• _Input data_

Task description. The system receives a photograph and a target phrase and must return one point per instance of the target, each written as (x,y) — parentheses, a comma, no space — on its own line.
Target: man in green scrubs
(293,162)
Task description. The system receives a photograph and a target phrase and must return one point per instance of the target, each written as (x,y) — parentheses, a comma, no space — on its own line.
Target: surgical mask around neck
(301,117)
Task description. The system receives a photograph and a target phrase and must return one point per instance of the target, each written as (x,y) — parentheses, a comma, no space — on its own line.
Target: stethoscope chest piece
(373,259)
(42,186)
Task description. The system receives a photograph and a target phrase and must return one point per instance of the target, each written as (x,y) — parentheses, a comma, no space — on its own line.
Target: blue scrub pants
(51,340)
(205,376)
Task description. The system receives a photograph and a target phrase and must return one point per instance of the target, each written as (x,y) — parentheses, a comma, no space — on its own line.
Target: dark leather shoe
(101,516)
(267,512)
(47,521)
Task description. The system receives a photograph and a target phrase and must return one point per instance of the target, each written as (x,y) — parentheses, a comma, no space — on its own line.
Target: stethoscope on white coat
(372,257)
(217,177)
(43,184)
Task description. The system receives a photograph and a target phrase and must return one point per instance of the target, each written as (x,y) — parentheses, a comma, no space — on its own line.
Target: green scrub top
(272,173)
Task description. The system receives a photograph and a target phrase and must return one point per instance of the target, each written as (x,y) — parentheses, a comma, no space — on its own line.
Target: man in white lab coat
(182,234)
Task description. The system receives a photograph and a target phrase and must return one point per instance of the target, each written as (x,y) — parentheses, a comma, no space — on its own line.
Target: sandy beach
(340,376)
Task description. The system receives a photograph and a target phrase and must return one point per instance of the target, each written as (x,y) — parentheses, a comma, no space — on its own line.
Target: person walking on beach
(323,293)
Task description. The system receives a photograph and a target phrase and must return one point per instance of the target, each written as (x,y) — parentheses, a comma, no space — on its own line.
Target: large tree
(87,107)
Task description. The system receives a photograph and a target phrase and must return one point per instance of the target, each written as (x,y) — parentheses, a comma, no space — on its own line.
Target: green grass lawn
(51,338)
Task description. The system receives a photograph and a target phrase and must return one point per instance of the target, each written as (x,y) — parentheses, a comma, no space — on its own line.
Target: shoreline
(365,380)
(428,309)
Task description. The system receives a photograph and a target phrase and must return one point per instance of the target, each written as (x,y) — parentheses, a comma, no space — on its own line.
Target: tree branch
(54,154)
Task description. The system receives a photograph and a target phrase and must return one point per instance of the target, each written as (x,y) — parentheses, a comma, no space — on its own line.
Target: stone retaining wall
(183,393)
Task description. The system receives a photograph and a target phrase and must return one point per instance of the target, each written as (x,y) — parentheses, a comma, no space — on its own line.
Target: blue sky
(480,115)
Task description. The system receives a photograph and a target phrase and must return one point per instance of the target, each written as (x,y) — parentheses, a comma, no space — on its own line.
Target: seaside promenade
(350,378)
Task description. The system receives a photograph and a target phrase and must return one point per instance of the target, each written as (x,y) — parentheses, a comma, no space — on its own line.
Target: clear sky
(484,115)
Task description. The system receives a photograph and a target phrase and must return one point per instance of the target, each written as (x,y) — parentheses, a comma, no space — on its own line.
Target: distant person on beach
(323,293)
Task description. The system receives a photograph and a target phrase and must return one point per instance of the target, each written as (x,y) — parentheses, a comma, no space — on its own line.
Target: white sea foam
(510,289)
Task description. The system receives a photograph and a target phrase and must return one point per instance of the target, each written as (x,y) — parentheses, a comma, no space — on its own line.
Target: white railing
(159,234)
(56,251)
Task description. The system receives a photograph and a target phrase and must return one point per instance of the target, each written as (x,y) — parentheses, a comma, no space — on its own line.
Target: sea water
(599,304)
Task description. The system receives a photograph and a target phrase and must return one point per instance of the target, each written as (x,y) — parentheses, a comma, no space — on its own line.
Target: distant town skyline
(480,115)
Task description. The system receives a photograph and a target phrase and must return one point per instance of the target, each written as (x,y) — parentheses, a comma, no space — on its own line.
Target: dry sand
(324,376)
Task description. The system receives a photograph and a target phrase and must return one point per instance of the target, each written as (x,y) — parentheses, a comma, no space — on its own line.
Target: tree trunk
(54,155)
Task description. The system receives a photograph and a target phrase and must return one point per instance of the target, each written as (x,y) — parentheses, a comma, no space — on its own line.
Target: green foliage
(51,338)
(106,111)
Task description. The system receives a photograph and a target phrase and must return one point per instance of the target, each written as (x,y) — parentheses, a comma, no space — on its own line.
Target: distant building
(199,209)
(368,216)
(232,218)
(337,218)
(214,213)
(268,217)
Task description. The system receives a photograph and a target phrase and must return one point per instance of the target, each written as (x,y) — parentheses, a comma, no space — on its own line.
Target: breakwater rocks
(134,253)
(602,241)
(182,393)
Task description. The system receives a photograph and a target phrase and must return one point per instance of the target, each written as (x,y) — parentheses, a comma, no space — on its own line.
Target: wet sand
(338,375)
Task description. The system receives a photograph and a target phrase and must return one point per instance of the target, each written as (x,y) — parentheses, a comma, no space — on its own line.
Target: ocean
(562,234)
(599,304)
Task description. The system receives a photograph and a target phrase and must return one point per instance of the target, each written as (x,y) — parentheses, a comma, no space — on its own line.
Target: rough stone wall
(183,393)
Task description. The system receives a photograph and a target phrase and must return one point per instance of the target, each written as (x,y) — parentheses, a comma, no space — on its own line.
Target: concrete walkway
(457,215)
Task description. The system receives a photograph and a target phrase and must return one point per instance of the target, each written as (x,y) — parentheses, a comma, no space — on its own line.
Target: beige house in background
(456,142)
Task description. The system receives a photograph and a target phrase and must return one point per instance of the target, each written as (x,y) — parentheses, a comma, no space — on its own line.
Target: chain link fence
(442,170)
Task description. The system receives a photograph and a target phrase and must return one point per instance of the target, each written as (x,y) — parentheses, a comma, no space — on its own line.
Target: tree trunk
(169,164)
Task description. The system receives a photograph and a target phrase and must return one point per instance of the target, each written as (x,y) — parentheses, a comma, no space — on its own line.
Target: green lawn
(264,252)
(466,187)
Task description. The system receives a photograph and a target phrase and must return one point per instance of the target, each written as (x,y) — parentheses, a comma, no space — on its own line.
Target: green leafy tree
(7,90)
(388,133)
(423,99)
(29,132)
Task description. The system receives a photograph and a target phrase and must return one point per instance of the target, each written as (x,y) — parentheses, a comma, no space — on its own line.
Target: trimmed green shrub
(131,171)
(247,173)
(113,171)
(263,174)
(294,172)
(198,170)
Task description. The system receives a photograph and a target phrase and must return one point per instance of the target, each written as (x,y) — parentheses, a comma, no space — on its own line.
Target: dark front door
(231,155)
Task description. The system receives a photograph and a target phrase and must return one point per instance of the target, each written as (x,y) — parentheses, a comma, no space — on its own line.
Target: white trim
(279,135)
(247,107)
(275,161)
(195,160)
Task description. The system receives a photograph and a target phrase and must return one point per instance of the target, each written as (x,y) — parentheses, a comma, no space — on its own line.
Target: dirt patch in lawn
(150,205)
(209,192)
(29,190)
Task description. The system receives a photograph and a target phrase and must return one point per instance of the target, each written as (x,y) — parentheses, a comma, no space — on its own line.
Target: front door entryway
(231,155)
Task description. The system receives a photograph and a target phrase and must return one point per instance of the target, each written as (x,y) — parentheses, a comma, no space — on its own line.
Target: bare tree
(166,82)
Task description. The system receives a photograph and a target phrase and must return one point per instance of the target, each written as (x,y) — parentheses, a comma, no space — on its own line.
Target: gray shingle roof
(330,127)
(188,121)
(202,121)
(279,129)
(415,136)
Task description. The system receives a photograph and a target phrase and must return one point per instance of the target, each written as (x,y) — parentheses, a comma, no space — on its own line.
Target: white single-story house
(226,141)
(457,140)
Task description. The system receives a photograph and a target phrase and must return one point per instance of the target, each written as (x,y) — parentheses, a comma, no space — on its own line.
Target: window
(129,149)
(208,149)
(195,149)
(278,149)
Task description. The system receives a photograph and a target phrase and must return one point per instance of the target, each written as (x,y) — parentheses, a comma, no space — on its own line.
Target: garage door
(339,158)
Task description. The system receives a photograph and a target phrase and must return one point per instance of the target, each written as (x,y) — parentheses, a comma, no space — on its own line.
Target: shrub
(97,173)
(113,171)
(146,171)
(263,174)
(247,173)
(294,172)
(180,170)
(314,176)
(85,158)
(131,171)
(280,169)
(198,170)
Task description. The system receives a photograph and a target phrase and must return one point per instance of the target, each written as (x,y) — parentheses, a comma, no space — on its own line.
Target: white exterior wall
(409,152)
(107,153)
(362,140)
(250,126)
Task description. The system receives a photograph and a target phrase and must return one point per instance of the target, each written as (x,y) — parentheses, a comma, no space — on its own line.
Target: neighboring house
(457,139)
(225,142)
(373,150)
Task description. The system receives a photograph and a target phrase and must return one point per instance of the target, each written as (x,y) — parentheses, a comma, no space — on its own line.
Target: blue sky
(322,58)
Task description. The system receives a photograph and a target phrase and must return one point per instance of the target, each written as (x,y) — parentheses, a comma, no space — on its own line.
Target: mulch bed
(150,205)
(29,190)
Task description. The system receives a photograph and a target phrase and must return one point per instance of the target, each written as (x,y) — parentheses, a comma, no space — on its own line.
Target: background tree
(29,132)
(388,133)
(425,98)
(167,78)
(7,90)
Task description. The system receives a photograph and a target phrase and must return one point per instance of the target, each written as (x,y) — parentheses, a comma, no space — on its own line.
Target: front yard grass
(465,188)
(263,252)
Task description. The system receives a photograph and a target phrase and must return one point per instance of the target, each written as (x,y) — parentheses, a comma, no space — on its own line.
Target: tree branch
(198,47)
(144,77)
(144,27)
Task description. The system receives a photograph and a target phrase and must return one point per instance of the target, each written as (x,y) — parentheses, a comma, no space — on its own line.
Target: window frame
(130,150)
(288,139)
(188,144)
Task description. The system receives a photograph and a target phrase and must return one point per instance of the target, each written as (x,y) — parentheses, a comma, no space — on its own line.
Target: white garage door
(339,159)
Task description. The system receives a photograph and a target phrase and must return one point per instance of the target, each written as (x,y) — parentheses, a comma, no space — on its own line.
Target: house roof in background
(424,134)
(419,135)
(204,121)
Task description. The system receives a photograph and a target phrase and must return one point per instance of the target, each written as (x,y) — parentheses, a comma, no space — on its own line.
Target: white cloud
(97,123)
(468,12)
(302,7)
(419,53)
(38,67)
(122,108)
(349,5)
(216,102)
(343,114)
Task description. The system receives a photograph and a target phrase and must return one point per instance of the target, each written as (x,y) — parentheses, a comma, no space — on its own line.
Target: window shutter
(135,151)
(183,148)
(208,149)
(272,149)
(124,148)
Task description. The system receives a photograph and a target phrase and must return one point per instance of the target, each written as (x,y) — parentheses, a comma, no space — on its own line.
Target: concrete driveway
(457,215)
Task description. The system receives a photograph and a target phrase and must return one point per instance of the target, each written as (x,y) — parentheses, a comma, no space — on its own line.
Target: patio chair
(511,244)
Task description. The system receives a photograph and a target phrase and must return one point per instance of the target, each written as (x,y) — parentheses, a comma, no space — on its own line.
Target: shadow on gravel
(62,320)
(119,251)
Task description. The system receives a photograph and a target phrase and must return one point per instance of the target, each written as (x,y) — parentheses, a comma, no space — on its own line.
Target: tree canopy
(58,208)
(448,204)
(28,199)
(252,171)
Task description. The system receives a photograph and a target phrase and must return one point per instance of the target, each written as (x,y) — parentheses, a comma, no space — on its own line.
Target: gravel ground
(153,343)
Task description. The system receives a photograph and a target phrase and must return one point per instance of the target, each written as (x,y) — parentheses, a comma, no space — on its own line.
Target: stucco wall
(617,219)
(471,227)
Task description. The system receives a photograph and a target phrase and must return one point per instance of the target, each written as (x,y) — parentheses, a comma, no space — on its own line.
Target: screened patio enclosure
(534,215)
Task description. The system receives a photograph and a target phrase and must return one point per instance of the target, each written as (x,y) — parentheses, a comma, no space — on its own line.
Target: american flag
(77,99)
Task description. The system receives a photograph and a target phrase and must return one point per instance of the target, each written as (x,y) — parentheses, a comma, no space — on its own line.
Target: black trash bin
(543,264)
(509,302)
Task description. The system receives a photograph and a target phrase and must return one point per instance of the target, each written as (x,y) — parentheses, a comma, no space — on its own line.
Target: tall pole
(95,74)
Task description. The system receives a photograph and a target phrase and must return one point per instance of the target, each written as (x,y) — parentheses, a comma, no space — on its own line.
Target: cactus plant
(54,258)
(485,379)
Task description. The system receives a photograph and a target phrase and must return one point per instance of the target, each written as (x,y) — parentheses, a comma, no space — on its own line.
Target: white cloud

• _What you are asked to do_
Write out exactly the lines of the entries above that run from the line containing "Target: black trash bin" through the last line, including both.

• _Written answer_
Target: black trash bin
(543,264)
(509,302)
Task description. The system receives a photograph and a target phrase and must return one point per instance of the target, each written as (x,y) — parentheses, a comma, no space — on its own line.
Target: tall pole
(95,74)
Task description. The system receives a photograph and a target phrase and must return one point per instance of the target, each written as (x,y) — parentheses, a comma, no space — on its own line.
Target: cactus plant
(54,258)
(485,379)
Task description. The system receives a photograph and a target phrase and must return one point per instance of the target, each written as (x,y) — parentheses, a comma, no space — on its own line.
Target: white cloud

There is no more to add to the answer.